EXERCISE OBJECTIVE: Go through the data below and return each line containing the word "panel".

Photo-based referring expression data

★ ★ ★ ★ ★

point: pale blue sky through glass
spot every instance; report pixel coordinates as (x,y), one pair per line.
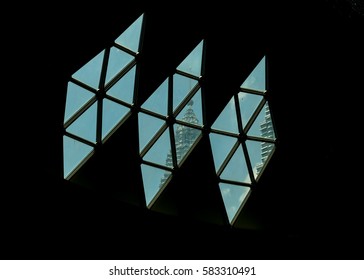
(73,153)
(181,87)
(248,104)
(148,127)
(157,102)
(196,107)
(85,125)
(227,120)
(112,114)
(233,196)
(118,59)
(192,63)
(159,151)
(236,169)
(255,128)
(221,145)
(124,88)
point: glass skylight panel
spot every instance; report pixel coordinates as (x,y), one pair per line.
(236,169)
(118,60)
(227,120)
(158,153)
(234,196)
(75,99)
(112,114)
(123,89)
(85,125)
(148,127)
(262,124)
(74,152)
(192,112)
(157,102)
(185,137)
(90,73)
(256,79)
(193,62)
(182,86)
(258,154)
(248,104)
(221,146)
(153,179)
(130,38)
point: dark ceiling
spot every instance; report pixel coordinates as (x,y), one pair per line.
(309,200)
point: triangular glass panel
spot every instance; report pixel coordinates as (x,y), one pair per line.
(131,36)
(263,126)
(185,137)
(112,114)
(181,88)
(90,73)
(234,196)
(192,63)
(192,112)
(85,125)
(248,104)
(76,98)
(160,152)
(153,180)
(148,127)
(221,146)
(256,79)
(258,154)
(227,120)
(124,88)
(236,169)
(158,101)
(118,59)
(74,152)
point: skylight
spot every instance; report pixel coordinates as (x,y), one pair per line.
(109,86)
(242,140)
(101,96)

★ ★ ★ ★ ★

RESULT BELOW:
point: glass skylight panel
point: triangular glass panel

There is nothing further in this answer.